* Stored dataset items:

┏━━

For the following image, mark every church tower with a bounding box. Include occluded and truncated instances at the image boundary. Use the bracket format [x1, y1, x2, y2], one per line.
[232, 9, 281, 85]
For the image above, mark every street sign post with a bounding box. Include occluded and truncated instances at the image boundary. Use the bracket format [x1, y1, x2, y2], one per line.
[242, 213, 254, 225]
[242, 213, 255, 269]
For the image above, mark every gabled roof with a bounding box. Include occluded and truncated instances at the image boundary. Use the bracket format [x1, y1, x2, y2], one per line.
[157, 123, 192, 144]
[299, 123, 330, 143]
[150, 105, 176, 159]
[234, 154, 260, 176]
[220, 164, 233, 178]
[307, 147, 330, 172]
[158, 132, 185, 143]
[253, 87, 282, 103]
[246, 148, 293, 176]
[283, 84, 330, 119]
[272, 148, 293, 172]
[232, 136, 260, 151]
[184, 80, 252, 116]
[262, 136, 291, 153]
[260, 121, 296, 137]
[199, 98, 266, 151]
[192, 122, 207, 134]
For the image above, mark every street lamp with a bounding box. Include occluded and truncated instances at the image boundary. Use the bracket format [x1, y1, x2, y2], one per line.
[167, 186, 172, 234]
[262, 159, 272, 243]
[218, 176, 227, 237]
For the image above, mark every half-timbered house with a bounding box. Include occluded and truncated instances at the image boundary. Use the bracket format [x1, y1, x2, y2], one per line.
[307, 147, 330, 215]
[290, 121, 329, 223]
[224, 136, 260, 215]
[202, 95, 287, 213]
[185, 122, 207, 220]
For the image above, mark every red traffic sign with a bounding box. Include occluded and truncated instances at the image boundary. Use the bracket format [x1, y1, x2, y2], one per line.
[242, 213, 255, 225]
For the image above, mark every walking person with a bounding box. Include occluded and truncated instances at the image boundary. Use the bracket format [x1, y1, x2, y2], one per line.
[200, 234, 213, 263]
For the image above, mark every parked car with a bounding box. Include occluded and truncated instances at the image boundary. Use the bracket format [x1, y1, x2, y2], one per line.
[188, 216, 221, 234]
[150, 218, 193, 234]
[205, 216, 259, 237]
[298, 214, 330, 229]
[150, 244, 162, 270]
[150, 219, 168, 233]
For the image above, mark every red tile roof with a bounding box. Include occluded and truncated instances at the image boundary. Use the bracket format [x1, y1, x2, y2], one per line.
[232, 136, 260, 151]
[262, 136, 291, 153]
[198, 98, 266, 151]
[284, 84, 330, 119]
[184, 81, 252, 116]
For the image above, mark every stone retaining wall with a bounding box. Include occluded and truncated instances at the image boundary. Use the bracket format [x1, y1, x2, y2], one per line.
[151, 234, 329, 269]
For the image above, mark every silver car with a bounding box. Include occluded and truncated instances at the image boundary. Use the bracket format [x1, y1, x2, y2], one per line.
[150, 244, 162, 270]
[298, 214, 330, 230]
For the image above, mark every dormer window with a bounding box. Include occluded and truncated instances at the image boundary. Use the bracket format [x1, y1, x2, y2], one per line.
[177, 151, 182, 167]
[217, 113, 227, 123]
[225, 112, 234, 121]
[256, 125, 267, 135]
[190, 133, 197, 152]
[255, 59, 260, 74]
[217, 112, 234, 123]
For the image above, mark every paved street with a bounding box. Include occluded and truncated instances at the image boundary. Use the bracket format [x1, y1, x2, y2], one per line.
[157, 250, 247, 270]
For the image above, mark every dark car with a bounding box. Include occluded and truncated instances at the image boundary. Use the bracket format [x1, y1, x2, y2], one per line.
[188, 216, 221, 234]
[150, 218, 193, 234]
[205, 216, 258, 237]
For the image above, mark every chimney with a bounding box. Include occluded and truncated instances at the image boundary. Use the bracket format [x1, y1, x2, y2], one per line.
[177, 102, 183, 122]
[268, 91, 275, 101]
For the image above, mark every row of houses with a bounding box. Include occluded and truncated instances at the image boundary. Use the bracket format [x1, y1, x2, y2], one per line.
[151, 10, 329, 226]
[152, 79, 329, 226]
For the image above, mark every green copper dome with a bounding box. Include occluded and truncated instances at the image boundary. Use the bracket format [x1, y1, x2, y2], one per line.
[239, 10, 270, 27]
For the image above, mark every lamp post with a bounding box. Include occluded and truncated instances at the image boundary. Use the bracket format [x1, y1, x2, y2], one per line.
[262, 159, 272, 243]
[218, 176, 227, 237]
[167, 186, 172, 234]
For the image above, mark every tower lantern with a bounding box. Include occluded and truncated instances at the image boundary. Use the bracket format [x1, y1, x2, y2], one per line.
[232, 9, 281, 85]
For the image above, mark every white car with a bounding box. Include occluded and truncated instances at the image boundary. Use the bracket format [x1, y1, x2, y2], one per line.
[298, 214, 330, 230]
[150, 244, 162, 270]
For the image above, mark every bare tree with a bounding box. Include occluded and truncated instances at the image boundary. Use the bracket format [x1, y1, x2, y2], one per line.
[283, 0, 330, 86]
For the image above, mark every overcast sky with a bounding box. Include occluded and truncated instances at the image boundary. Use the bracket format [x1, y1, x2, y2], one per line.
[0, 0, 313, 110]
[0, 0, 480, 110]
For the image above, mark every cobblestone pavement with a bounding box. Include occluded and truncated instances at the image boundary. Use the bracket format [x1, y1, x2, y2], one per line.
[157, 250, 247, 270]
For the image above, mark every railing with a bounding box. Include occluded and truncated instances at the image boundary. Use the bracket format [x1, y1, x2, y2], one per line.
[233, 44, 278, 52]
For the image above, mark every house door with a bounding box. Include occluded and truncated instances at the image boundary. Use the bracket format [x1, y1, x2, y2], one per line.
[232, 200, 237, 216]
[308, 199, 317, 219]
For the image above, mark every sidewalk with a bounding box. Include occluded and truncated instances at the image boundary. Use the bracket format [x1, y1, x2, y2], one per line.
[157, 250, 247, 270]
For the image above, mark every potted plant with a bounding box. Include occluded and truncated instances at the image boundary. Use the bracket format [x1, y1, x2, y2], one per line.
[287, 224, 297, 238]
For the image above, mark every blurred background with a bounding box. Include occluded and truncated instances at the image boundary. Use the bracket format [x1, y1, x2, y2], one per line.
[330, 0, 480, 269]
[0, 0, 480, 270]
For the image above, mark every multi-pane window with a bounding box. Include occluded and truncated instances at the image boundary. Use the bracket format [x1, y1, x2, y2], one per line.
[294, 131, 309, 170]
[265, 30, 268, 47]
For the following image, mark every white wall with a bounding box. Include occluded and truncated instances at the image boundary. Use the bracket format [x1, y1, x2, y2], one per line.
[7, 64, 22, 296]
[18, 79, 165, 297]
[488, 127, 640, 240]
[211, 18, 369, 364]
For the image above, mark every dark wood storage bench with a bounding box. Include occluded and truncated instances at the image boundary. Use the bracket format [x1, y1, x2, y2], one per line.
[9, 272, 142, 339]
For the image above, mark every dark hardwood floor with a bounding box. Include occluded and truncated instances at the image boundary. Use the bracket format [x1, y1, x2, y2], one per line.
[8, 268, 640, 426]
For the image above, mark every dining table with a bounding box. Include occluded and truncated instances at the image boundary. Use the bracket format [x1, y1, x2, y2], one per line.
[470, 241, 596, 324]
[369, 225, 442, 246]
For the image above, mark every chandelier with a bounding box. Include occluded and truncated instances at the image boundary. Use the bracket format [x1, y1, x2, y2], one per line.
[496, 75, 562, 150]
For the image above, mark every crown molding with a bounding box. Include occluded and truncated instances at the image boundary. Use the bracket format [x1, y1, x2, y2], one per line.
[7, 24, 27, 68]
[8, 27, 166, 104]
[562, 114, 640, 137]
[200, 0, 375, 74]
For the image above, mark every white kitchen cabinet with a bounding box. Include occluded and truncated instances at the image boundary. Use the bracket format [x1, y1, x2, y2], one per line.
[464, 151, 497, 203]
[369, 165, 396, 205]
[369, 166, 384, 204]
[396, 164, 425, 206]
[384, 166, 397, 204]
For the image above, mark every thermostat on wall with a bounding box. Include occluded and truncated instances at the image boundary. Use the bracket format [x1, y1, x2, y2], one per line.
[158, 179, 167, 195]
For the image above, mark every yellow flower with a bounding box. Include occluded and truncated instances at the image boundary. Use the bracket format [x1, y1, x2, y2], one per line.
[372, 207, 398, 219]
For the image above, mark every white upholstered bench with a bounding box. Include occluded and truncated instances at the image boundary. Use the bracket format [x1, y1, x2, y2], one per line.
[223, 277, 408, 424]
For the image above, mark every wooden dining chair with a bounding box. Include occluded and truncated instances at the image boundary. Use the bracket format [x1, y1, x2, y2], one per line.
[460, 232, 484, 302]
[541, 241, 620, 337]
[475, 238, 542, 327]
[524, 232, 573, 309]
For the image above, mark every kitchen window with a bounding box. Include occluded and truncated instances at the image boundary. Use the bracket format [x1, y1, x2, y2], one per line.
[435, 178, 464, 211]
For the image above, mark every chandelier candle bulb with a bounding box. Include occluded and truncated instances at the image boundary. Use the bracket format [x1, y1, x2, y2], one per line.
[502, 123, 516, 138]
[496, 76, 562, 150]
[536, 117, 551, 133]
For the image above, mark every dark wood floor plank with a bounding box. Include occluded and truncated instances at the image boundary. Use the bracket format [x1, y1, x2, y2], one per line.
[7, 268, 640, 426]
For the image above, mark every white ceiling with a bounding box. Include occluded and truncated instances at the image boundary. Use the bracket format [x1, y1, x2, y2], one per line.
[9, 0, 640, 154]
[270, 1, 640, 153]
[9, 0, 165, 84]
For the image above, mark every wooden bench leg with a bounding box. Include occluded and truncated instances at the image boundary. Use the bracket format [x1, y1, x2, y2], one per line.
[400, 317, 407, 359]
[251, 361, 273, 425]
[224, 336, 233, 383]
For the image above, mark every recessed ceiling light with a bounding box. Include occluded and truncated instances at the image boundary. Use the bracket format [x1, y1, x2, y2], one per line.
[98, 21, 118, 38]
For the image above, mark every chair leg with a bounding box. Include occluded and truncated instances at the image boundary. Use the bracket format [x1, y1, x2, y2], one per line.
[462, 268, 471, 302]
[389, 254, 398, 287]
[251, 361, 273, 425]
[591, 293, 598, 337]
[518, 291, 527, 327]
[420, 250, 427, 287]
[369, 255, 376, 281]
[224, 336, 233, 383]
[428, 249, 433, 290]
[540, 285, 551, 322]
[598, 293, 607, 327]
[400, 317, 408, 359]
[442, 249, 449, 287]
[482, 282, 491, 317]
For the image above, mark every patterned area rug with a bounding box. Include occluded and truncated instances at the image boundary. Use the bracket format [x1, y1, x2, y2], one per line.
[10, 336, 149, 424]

┗━━

* Task prompt:
Can you put the lines of the listing, starting at the line that contains "For the image above, mark every bare" and ending at the line that contains "[0, 0, 480, 270]", into a numbered list with any blank lines left out?

* Solved exercise:
1. For the image above, mark every bare tree with a bounding box. Include occluded and truncated instances at the image boundary. Use the bracket format [x1, y1, x2, y2], one per line.
2. [283, 0, 330, 86]
3. For the image above, mark every overcast sky with a bounding box. Include occluded and truncated instances at the image boundary. Use the bracket format [x1, y1, x2, y2], one per line.
4. [0, 0, 313, 110]
5. [0, 0, 480, 110]
6. For the image above, mark every cobblestone pavement with a bounding box. Include occluded and truncated instances at the image boundary. Use the bracket format [x1, y1, x2, y2], one per line.
7. [157, 250, 247, 270]
8. For the image above, mark every railing with a bounding box. Include occluded and truncated instances at the image boundary. Use the bracket format [x1, y1, x2, y2], one per line.
9. [233, 44, 278, 52]
10. For the image above, mark every house door with a bounding box. Include occluded and truncated instances at the image boundary. Use the bracket format [x1, y1, x2, y2], one per line.
11. [232, 200, 237, 216]
12. [308, 199, 317, 219]
13. For the image above, mark every sidewalk with a bounding box. Include occluded and truncated instances at the image boundary. Use the bracket format [x1, y1, x2, y2], one per line.
14. [157, 250, 247, 270]
15. For the image above, mark every potted plant with a bounding box. Include occluded and truncated instances at the image boundary. Use the bracket format [x1, y1, x2, y2], one per line.
16. [287, 224, 297, 238]
17. For the image above, mark every blurred background with a bounding box. Include occluded and truncated instances at the image boundary. Use the bracket format [x1, y1, x2, y2], one per line.
18. [330, 0, 480, 269]
19. [0, 0, 480, 270]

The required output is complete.